**Task prompt**
According to the blog post below, where did the small spider end up?

**Passage**

§

Given that no good can come of it, I'm trying to defer thinking for better times. That could make blogging difficult. Then again...

Tuesday, 4 November 2008

The Spiderpup Chronicles - Mostly 'Armless

Admittedly our latest intruder was relatively small, but he scores extra points for proximity, appearing, as he did, on my bare arm as I 'helped' DK pack up her Thomas the Tank Engine train set. I confess, I screamed and flicked my attacker off in what can only be described as a blind panic, after which it became evident that the innocent fellow had merely lost his way while trying to catch a train.


Although his intended destination remains a mystery, I can tell you that he ended up in a far corner of the backyard.
It is probably for the best that DK was in another room while I was 'helping' to pack up her train set. I'm almost sure I'd not have had the wherewithal to take aim in my frenzied flicking and I don't believe that propelling potentially venomous arachnids at your children is on the list of prescribed parenting practices.

§

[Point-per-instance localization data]
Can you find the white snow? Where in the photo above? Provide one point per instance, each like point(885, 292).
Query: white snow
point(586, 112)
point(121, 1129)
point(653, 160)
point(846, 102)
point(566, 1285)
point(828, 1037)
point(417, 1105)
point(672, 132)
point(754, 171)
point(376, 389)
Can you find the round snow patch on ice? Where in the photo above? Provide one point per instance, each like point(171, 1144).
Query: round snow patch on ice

§

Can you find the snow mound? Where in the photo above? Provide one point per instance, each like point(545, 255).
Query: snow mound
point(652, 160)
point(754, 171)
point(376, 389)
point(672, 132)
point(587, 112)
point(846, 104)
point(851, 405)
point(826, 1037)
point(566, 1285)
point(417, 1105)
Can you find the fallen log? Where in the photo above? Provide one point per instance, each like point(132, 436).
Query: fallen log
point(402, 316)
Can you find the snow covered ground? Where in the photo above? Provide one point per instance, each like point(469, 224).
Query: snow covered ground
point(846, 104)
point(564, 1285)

§

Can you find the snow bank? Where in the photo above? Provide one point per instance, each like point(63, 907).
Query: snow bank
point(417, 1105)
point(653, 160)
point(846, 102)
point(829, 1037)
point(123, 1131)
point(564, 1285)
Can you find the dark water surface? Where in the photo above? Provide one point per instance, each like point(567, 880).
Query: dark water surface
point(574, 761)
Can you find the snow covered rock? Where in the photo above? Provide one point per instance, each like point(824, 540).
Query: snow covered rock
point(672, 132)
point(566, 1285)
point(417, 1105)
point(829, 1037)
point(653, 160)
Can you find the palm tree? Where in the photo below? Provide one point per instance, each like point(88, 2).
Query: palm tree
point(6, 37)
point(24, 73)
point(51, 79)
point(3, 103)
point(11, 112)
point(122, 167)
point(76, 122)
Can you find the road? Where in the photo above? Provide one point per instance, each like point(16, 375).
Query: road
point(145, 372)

§

**Solution to the problem**
It ended up in a far corner of the backyard.